Instruction
Rewrite the material below, changing every "the service" to "the annotator" and keeping everything else the same. Omit the pictures from your version.

Extracted data

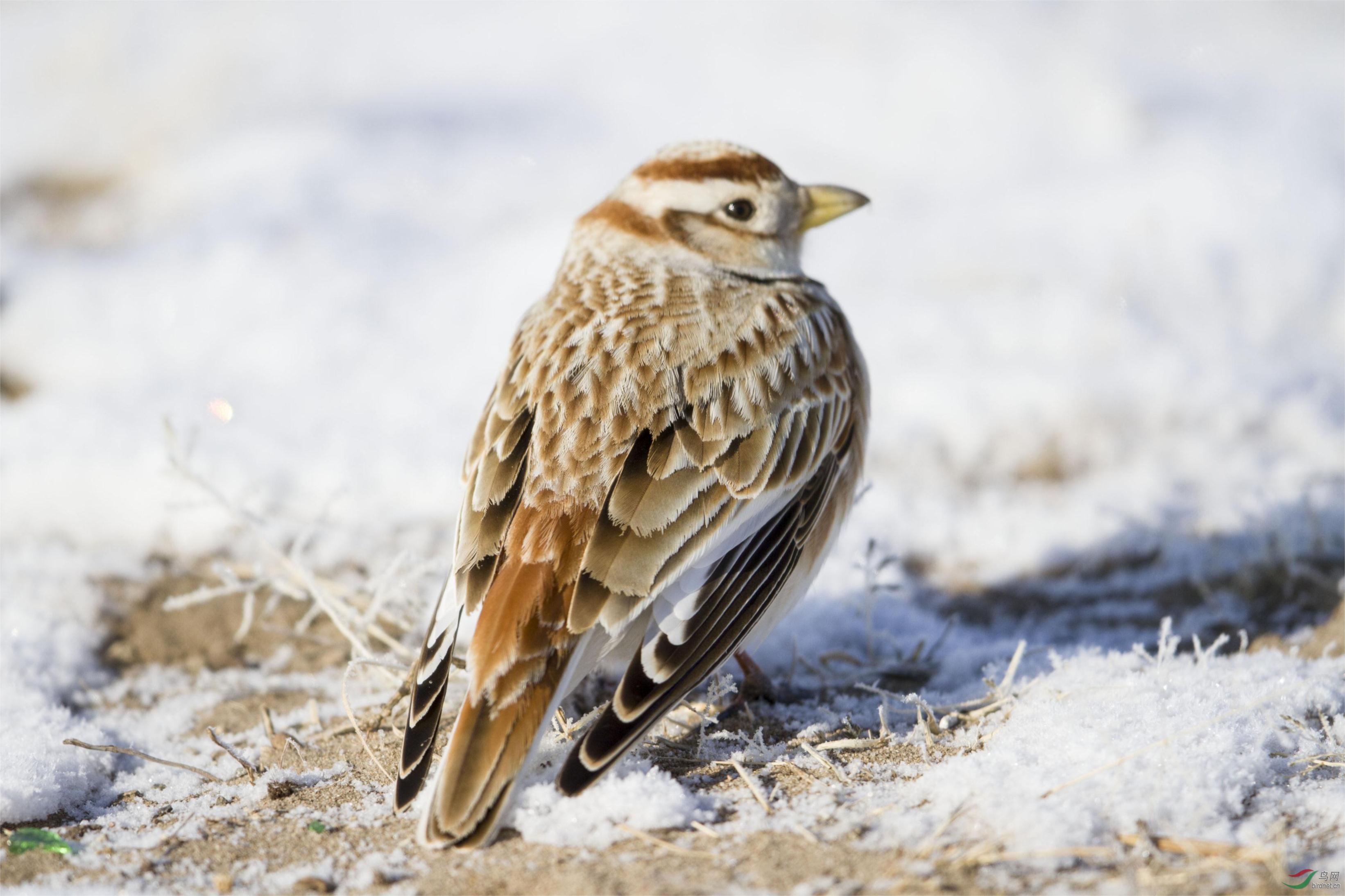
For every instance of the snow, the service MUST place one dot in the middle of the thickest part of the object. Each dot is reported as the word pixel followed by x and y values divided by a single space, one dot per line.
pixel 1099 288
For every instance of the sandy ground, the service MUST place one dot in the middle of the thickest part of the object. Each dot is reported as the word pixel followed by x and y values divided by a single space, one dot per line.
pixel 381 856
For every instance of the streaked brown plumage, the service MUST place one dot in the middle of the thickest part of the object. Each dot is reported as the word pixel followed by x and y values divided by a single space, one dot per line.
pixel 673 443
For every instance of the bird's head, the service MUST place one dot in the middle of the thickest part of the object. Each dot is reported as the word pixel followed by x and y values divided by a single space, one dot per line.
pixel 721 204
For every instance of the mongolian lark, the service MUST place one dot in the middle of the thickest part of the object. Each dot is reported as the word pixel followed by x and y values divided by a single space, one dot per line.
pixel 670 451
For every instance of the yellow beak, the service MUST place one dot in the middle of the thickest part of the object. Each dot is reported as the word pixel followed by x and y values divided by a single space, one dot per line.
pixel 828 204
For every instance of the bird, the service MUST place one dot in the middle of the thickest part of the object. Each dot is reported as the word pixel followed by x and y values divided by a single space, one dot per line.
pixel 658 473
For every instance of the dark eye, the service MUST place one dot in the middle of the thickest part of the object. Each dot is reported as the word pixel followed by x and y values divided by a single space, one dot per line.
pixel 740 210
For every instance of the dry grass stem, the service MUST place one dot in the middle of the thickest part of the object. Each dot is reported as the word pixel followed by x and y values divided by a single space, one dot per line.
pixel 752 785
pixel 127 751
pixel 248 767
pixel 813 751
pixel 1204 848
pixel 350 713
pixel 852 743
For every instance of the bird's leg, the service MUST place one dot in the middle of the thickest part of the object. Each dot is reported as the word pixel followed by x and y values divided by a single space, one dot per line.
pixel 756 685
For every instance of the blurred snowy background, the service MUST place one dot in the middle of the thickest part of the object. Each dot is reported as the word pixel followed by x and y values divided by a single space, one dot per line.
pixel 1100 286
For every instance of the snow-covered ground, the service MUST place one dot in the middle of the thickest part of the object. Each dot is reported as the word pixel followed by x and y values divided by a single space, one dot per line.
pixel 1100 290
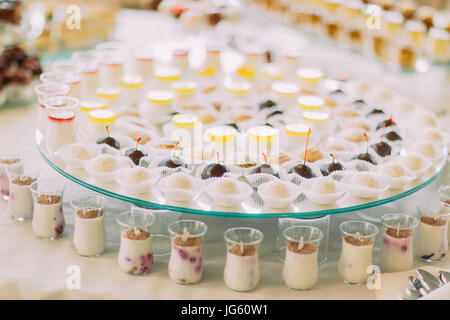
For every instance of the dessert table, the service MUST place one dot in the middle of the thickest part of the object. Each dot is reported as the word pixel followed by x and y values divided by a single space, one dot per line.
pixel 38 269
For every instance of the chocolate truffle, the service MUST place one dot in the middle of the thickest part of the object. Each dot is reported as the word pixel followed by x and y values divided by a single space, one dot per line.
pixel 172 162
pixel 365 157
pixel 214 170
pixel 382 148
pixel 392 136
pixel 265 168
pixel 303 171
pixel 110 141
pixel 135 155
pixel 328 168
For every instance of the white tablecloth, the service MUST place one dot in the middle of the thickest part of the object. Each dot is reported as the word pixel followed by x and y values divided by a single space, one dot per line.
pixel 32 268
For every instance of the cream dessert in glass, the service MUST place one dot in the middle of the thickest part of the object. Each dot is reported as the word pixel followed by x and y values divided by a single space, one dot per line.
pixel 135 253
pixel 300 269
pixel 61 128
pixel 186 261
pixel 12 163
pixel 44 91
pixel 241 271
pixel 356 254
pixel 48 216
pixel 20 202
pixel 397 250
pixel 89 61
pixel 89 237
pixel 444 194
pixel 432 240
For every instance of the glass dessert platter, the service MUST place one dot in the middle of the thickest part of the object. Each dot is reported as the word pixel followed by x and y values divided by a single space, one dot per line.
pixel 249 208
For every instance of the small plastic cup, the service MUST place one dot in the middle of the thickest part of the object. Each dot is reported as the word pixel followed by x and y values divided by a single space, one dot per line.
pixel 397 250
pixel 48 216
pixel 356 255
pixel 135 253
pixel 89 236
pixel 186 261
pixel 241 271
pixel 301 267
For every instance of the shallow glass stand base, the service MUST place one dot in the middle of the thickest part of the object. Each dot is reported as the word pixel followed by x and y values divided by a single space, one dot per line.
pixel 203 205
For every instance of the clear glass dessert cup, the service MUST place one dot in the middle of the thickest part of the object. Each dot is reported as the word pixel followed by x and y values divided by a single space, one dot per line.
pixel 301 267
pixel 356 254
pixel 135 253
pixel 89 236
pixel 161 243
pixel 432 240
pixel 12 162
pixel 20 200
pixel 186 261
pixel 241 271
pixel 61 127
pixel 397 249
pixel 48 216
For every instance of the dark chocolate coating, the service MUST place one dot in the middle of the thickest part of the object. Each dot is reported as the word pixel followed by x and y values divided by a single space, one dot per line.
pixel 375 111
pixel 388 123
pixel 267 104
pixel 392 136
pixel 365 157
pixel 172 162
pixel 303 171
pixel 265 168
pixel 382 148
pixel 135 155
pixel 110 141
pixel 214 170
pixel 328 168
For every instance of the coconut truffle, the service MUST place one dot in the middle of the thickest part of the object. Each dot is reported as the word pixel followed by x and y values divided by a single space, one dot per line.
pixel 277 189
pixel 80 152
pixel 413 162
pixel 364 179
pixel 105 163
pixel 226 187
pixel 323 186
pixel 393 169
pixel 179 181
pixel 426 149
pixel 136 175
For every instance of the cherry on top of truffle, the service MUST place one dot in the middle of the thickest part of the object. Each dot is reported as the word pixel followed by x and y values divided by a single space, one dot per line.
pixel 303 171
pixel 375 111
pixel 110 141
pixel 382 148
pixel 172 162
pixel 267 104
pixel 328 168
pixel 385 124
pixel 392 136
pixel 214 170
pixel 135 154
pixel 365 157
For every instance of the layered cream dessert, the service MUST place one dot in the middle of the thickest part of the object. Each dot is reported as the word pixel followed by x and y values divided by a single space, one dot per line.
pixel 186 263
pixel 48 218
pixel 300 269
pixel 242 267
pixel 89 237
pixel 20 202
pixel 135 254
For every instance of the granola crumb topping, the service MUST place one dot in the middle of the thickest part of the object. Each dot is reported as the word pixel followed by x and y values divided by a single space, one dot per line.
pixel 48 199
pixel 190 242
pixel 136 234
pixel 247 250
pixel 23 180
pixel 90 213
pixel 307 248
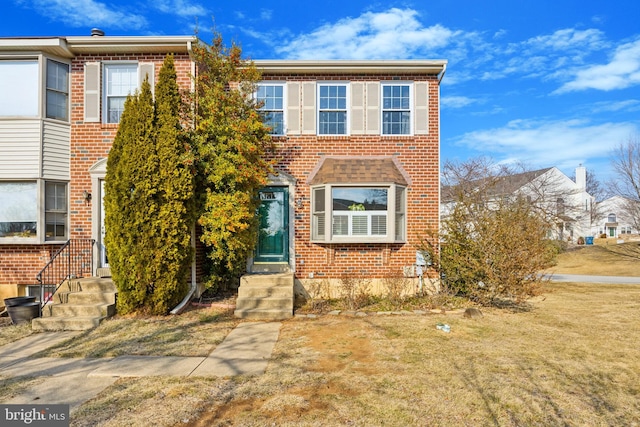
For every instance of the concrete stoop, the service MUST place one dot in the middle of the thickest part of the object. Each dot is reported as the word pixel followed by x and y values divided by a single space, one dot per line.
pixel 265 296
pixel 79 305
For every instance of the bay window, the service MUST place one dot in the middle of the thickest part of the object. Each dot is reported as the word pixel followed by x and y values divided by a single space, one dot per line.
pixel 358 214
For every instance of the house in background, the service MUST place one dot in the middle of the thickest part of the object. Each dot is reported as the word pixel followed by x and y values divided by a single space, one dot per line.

Result
For every instance of the snow, the annotator MUST place one dot in the middle of the thickest part of the object. Each dot is reported as the word pixel followed by x and y values divided by a single space, one dot per line.
pixel 1099 288
For every instance of the sandy ground, the annotator MUST place one dot in the middle of the thickest part of the object. Each dot is reported as the word pixel followed by x and y values divided by a single space, one dot per line.
pixel 381 856
For every instance of the streaked brown plumage, the annotator MUST place one dot in the middle of the thickest part of the object. Each dot is reported as the word pixel followed by x and y values divided by a single space, one dot per line.
pixel 673 443
For every instance of the bird's head, the annotator MUST place one dot in the middle of the thickest part of the object. Each dot is reported as the word pixel followed by x and y values divided by a single space, one dot per line.
pixel 721 204
For every instance of the mongolian lark, the annotator MUST place one dot in the middle of the thickest part of the object. Each dot is reported as the word pixel followed by x and y values divided by a single space, one dot per line.
pixel 670 451
For every instance of the yellow beak, the annotator MUST place one dot in the middle of the thickest part of the object. Each dot is reported as the word pixel followed by x and y values divided by a single space, one dot per line.
pixel 828 204
For every instance of the bird, the annotator MUST place one dot in the middle of the thickest part of the object. Each dot is reported as the word pixel followed by x and y values divided by a single space, one dot per line.
pixel 658 473
For every instance of the dark eye, the annotator MUST place one dot in the middle of the thickest part of the object. Each dot is reported as the word pixel followed by x and y values divided by a single space, one dot per line.
pixel 740 210
For every instance of the dry grass stem, the annotator MUST place one dot in the middle of the thickest part of the object. Each dot is reported as the word pixel followed by x and y values divided by a single space, one dot per line.
pixel 752 785
pixel 127 751
pixel 248 767
pixel 813 751
pixel 1204 848
pixel 350 713
pixel 852 743
For every instance of the bird's leg, the annotator MUST place one dot in the middle of the thickest part of the object. Each dot is reported as the word pixel followed by x and y values divided by a single space, one dot per line.
pixel 756 685
For every instance of the blurred snowy background, the annotator MUST place one dot in the middle of the thickest part of the object. Each dot is reported as the word pixel followed by x and y values divided by a single space, one dot per line.
pixel 1100 286
For every instance of the snow-covered ground, the annotator MUST place one dot in the middle of the thickest part of the object. Each dot is reported as the word pixel followed by x and y values divided by a single space, one dot per line.
pixel 1100 290
For every instance of the dessert table, the annotator MUST place one dot in the middle of the thickest part of the object. Each dot is reported as the word pixel followed by x and y values divided by a single space, one dot per line.
pixel 38 269
For every instance of the chocolate truffle, the annotator MUST place one dot in the middle of the thickest part of the object. Each dot is reported as the word pixel followed by x and y values divided by a single space, one dot per line.
pixel 172 162
pixel 365 157
pixel 214 170
pixel 382 148
pixel 392 136
pixel 265 168
pixel 303 171
pixel 110 141
pixel 135 155
pixel 328 168
For every instance of the white tablecloth, the annotator MUST place one dot in the middle of the thickest part of the object. Each dot is reported as the word pixel followed by x and y values divided by a single space, one dot per line.
pixel 32 268
For every instance of the cream dessert in glass, the annotator MUST place one dot in the middle of the thickest part of the object. Each dot is reported as the word pixel followed by x and y values divided by a single space, one dot per line.
pixel 135 253
pixel 300 269
pixel 61 128
pixel 186 261
pixel 12 163
pixel 44 91
pixel 241 271
pixel 356 254
pixel 48 216
pixel 20 202
pixel 397 250
pixel 89 61
pixel 89 237
pixel 444 194
pixel 432 240
For every instance of the glass dessert platter, the annotator MUST place one dot in the middle of the thickest part of the object. Each dot is reported as the word pixel followed by x and y values divided by a single space, one dot per line.
pixel 249 208
For every instance of the small plastic cup, the annotator MUST place one dot in the middle of the thickest part of the object. Each dot is reported as the word pixel followed by x and y values divided by a single space, one dot per line.
pixel 397 250
pixel 48 216
pixel 356 255
pixel 135 253
pixel 89 236
pixel 186 261
pixel 241 271
pixel 301 267
For every instance of the shallow glass stand base, the annotator MUST place one dot in the middle of the thickest part of the object. Each dot is reported as the word pixel followed by x and y values divided by a single space, one dot per line.
pixel 203 205
For every instance of the clear glass dessert cup, the annotator MUST place one dot in the middle of the thickest part of the object. Each dot is reported as the word pixel followed by x and y values divided by a single space, one dot per line.
pixel 301 267
pixel 356 254
pixel 135 253
pixel 89 236
pixel 161 243
pixel 432 240
pixel 12 162
pixel 20 200
pixel 186 261
pixel 241 271
pixel 61 127
pixel 397 249
pixel 48 216
For every instance of the dark chocolate coating, the annotator MUST place one dot in the middle of the thickest part of the object. Each dot is reported as the word pixel followed by x and y values divided by a single space, one dot per line.
pixel 375 111
pixel 388 123
pixel 267 104
pixel 392 136
pixel 365 157
pixel 172 162
pixel 303 171
pixel 265 168
pixel 382 148
pixel 135 155
pixel 110 141
pixel 214 170
pixel 328 168
For every instance of the coconut truffle, the annotator MUST place one dot in the middle of the thickest part of the object. Each dot is reported as the word pixel followed by x and y values divided by a single space, one dot per line.
pixel 277 189
pixel 80 152
pixel 413 162
pixel 364 179
pixel 105 163
pixel 226 187
pixel 323 186
pixel 393 169
pixel 179 181
pixel 426 149
pixel 136 175
For every instance of the cherry on top of truffle, the annotator MUST place one dot in the middle of the thickest part of the object. Each dot is reported as the word pixel followed by x and y values divided by a single space, one dot per line.
pixel 303 171
pixel 375 111
pixel 110 141
pixel 382 148
pixel 172 162
pixel 267 104
pixel 328 168
pixel 385 124
pixel 392 136
pixel 214 170
pixel 135 154
pixel 365 157
For every instance of the layered cream dessert, the annotator MUST place one dot in the middle of the thickest part of the object. Each dot is reported as the word pixel followed by x and y values divided by a single space, one dot per line.
pixel 186 263
pixel 48 218
pixel 300 269
pixel 242 267
pixel 89 237
pixel 20 202
pixel 135 254
For every instance of the granola crumb topping, the annotator MUST place one dot in the middle of the thickest part of the object. Each dot is reported as the word pixel followed by x and y values divided by a single space, one dot per line.
pixel 48 199
pixel 190 242
pixel 136 234
pixel 247 250
pixel 23 180
pixel 90 213
pixel 307 248
For every instance of the concrete stoop, the annotator MUST place one dot in the middle of the thickest part of the object. Each dot is reported as the word pixel followed by x and y values divided by a single space, one dot per line.
pixel 265 296
pixel 79 305
For every instance of the bay window, the annotator MUST place one dot in the middle of the thickest part of the object. Each dot is reported as the word pixel followed by x and y values divided by a single space, one dot per line.
pixel 358 214
For every instance of the house in background, the annotator MUST place one dot in the middle of the thickest part of the object. Each dot is reported as the word pixel followed by x and y values divided by a single space, one dot per line.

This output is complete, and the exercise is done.